--- Begin ---

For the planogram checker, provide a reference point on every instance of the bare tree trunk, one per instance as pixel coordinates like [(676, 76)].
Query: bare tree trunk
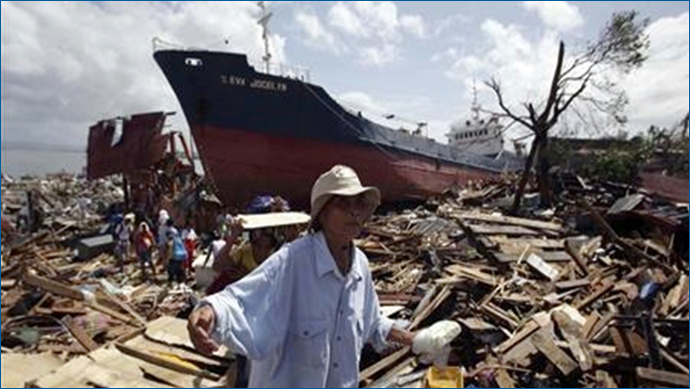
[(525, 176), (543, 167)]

--- End ---
--- Begin ---

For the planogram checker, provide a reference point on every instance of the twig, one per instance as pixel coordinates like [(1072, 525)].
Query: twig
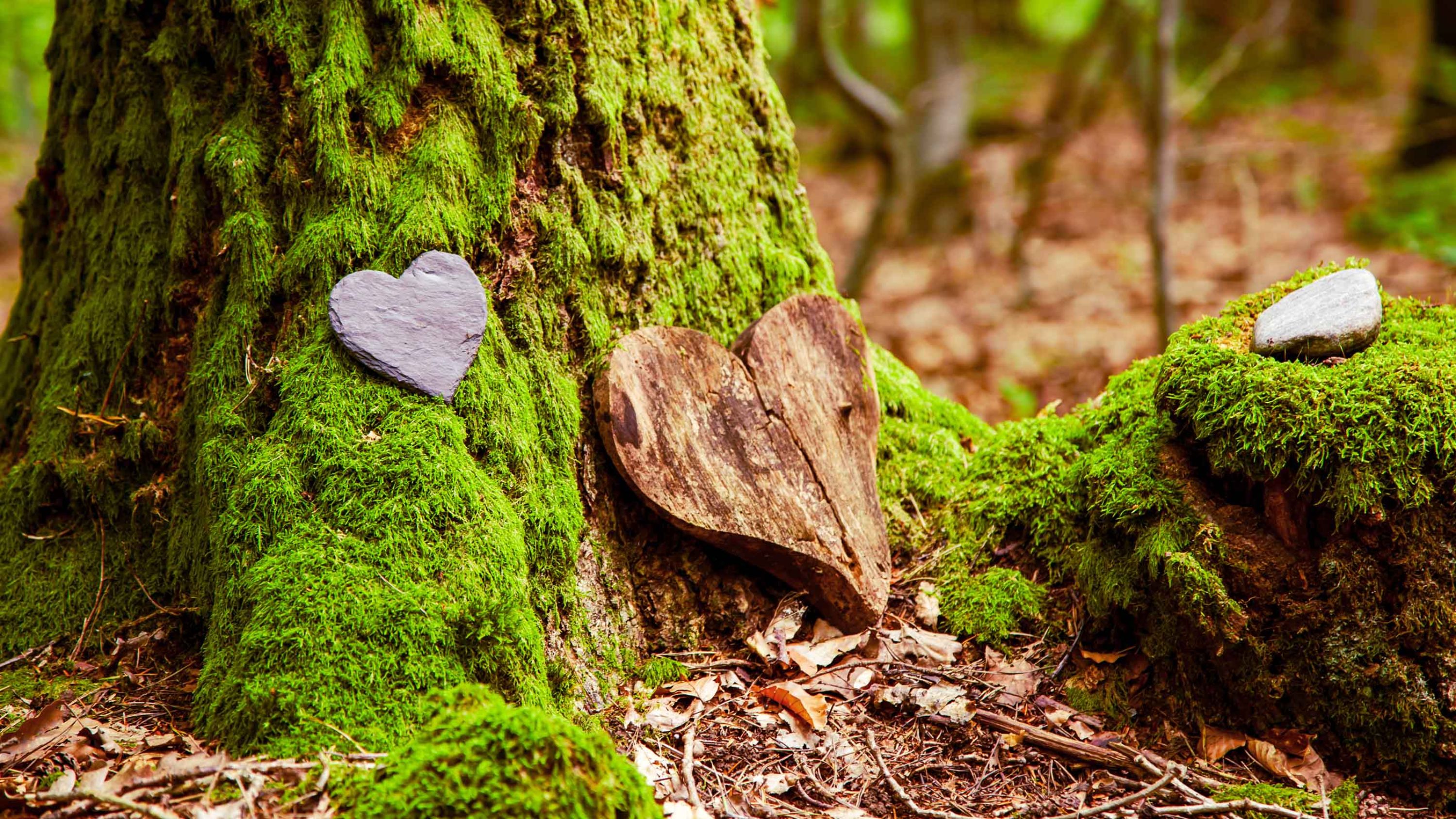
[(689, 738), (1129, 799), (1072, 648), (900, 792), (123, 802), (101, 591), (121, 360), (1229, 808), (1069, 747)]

--- End ---

### Goal
Rewrite the lines of the records above as a numbered list, from the line with "like [(1072, 525)]." through the line with "808), (1069, 747)]", both included. Skip blank lines and leave the pictures out.

### Task solution
1. For the planogram checker, provide a reference point on every instance of the twig, one per instance as pixel coordinates like [(1072, 525)].
2. Query: twig
3. [(689, 738), (1129, 799), (1072, 648), (900, 792), (123, 802), (101, 591), (121, 360), (1229, 808), (1069, 747)]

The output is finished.